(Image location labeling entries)
· · · ·
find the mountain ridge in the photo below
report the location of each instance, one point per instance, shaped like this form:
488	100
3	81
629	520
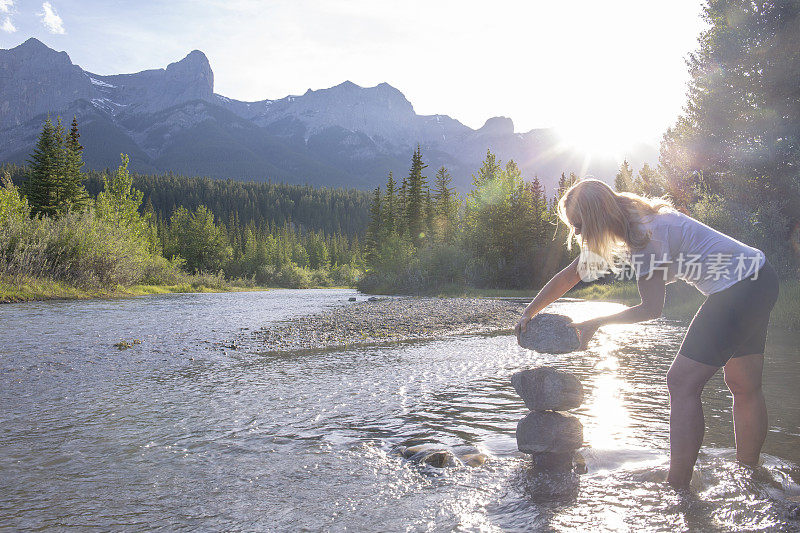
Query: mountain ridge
170	119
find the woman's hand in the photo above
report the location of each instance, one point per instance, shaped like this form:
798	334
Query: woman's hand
585	331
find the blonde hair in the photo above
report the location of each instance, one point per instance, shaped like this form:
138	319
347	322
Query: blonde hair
610	223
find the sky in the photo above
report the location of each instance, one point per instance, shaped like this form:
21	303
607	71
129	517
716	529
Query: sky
605	73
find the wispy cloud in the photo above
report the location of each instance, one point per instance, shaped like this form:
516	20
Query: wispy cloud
8	26
50	19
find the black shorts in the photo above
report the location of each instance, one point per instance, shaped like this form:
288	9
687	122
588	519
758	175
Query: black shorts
733	322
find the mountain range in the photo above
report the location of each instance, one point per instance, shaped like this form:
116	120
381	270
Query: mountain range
172	120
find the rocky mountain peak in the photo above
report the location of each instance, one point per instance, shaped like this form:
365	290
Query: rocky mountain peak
194	71
497	126
35	79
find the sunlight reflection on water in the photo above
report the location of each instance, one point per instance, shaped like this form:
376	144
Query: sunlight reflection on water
179	434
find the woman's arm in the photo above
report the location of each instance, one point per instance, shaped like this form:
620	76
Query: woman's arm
651	291
552	291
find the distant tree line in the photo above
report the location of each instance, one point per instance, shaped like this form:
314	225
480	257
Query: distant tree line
423	237
732	158
265	204
278	235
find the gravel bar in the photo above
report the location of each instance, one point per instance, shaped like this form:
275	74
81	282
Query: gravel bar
390	320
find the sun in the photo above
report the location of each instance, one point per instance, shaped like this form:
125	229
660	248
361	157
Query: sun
599	138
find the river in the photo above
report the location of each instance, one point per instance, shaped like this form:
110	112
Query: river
194	428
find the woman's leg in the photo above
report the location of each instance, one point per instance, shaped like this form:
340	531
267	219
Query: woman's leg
743	377
685	381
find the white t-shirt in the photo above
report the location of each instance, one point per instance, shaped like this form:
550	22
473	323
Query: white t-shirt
683	248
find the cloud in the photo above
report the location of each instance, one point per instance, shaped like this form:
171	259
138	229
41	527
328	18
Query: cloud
50	19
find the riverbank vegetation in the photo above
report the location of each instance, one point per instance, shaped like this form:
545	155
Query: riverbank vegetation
57	240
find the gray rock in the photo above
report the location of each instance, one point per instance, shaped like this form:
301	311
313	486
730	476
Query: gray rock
550	333
548	431
547	388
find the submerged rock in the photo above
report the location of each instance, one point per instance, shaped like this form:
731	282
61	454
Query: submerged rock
437	459
546	388
550	333
549	431
441	457
474	459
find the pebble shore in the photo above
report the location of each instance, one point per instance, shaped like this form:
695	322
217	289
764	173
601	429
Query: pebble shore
390	320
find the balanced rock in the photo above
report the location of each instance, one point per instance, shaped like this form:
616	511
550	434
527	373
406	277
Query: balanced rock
546	388
550	333
549	431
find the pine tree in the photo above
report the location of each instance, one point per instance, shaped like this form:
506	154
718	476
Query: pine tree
45	165
649	182
373	240
390	207
490	170
55	182
73	193
415	200
623	182
444	195
430	212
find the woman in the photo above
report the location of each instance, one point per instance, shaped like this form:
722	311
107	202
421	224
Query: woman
728	331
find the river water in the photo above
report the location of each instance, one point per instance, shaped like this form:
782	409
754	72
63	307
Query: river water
194	429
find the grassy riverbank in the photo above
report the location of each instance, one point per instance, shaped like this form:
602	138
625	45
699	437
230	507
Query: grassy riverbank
30	289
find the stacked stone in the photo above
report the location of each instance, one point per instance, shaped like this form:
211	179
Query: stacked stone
549	434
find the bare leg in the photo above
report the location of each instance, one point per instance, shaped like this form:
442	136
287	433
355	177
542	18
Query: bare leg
685	381
743	377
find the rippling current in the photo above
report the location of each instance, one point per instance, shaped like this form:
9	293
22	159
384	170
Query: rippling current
195	429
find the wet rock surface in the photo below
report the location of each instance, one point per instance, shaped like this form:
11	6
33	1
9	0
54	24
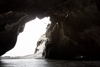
· · · ·
#### Task brief:
Please copy out the items from the line with "find the bare leg in the photo above" up to and including the last line of the items, shifting every answer coordinate up by 78. Keep the format sample numbers unchanged, and leave the pictures out.

#### In response:
find the bare leg in the photo above
report the location of each instance, one point per instance, shaped like this form:
442	136
287	433
355	177
542	18
Query: bare leg
763	459
821	455
find the rippling current in the photo above
report the location of each instance, one point per instance, shaped like this form:
9	293
22	159
384	170
Query: rippling current
273	507
find the wet rock surface in the photo below
report the location of each instance, one point per instance, shaped like this form:
11	6
33	1
9	0
54	24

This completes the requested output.